→ Work required: Rewrite this listing with "--target" renamed to "--label" everywhere, changing nothing else.

Supplied data start

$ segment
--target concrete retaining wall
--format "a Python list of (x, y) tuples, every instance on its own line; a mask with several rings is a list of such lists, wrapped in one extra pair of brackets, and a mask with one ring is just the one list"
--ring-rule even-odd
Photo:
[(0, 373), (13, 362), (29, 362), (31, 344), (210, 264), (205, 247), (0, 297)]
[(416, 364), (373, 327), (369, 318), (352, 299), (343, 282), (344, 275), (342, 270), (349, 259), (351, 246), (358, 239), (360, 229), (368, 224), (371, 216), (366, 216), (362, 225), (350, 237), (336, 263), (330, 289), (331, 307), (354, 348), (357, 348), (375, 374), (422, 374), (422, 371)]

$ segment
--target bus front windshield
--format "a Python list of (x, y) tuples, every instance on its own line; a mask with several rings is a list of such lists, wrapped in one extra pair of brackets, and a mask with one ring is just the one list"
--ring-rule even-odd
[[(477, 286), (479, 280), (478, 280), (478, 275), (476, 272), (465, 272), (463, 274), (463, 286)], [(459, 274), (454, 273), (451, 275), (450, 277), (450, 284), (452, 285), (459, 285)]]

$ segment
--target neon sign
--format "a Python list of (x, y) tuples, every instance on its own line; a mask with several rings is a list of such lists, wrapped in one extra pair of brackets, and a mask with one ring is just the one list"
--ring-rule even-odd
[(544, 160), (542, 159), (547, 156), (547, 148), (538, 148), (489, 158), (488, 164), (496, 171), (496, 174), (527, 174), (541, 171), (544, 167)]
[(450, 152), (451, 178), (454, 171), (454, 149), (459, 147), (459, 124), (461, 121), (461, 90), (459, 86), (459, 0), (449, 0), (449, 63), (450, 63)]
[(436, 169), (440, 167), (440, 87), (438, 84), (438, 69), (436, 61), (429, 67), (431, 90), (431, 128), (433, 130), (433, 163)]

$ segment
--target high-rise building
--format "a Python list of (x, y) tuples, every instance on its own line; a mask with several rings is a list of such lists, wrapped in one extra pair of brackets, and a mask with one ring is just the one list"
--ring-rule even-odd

Supplied data end

→ Response to this exercise:
$ segment
--label concrete retaining wall
--format "a Python list of (x, y) tuples, every instance on its own line; a mask with several rings is a list of such lists, wrapped in one extra pair of brackets, and a mask with one ring is just the one list"
--ring-rule even-odd
Photo:
[(0, 373), (13, 362), (29, 362), (31, 344), (210, 264), (205, 247), (0, 297)]
[(416, 364), (373, 327), (369, 318), (352, 299), (343, 282), (344, 275), (342, 270), (349, 259), (351, 246), (358, 239), (360, 229), (368, 224), (371, 216), (366, 216), (362, 225), (350, 237), (336, 263), (330, 289), (331, 307), (354, 348), (357, 348), (375, 374), (422, 374), (422, 371)]

$ segment
--label bus front windshield
--format "a Python list of (x, y) tuples, every instance on its own line; a mask with several rings is a list of such lists, wrapped in one extra pair of brackets, and a mask with one ring is just the one list"
--ring-rule even-odd
[[(477, 286), (479, 280), (478, 280), (478, 275), (476, 272), (465, 272), (463, 274), (463, 286)], [(459, 274), (454, 273), (451, 275), (450, 277), (450, 284), (452, 285), (459, 285)]]

$ segment
--label neon sign
--format "a Python list of (x, y) tuples, every instance on its own line; a mask with several rings is a list of such lists, wrapped in one extra pair of brackets, and a mask with one ring is just the one list"
--ring-rule even-odd
[(544, 160), (542, 159), (547, 156), (547, 148), (538, 148), (489, 158), (488, 164), (496, 171), (496, 174), (527, 174), (541, 171), (544, 167)]
[(450, 152), (451, 178), (454, 171), (454, 149), (459, 147), (459, 124), (461, 121), (461, 90), (459, 86), (459, 0), (449, 0), (449, 63), (450, 63)]
[(436, 169), (440, 167), (440, 87), (438, 84), (438, 69), (436, 61), (429, 67), (431, 90), (431, 128), (433, 130), (433, 163)]

$ segment
--label high-rise building
--format "a Python list of (x, y) tuples, every instance on its own line; a mask with several rings is a list of such lists, wrapped in one extra pair of brackets, and a mask with one ring is just the one list"
--ring-rule even-odd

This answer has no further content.